Work to be completed: Drop the images. Copy every line below character for character.

Natural-language object grounding data
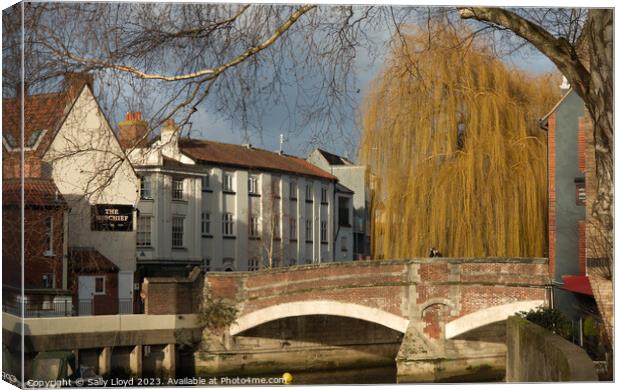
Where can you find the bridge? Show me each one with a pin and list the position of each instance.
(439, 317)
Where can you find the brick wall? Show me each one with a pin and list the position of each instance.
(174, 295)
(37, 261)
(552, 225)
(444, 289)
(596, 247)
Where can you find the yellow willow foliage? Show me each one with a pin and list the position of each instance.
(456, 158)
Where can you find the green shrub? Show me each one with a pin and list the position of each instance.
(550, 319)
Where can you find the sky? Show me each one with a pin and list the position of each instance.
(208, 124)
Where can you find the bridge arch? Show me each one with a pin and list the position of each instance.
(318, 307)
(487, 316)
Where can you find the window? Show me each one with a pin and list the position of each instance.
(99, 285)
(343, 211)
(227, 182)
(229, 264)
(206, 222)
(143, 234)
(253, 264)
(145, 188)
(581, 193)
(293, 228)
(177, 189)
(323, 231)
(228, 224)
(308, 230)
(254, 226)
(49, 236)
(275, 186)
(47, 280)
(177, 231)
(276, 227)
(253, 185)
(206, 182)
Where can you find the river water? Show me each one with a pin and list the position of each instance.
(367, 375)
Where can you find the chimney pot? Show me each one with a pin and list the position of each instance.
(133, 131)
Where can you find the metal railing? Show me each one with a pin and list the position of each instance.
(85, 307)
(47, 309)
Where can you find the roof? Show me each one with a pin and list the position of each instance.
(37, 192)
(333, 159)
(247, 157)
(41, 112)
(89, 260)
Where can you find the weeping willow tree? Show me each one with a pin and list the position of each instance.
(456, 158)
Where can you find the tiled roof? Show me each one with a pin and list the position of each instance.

Response:
Where can you find the bridge? Show me each one with a pin and list the position of each instance.
(439, 317)
Where can you find the brick wall? Show me each one with a pin and list the position of each instance.
(174, 295)
(37, 261)
(552, 225)
(444, 289)
(596, 247)
Where can you find the yellow willow foliage? Show me each one with a pin and list the position of each instance.
(456, 158)
Where can you find the green shrub? Show me each one with a pin and list the position of each instance.
(550, 319)
Where can you find the sky? Show me each one with a pin and list the position of each instance.
(208, 124)
Where can you find the bridge arch? Show me each one with a pin and list the position of each instance.
(318, 307)
(487, 316)
Where can you find the window? Show me each one with a pin and list the position of each instance.
(99, 285)
(343, 211)
(227, 182)
(229, 264)
(206, 222)
(143, 234)
(253, 264)
(145, 188)
(581, 193)
(293, 228)
(177, 189)
(323, 231)
(228, 224)
(308, 230)
(254, 226)
(49, 236)
(275, 186)
(47, 280)
(177, 231)
(276, 227)
(253, 185)
(206, 182)
Where can you find the river water? Show me each one with a pin and list the position of each instance.
(367, 375)
Where can you find the chimney pot? Show me each one with a pin and list the position of each instance.
(133, 131)
Where can you find the metal railing? Show me each one with a pin and list the position of each instance.
(85, 307)
(47, 309)
Where can you find the roof? Show me each one with a pin and list the position of each instance.
(37, 192)
(333, 159)
(247, 157)
(41, 112)
(89, 260)
Where can you find the weeping willow tree? Show me each one with a pin and list the position of each instance.
(456, 158)
Where can you find the tiled roof? Show me each one with a pin and list the position of each instance.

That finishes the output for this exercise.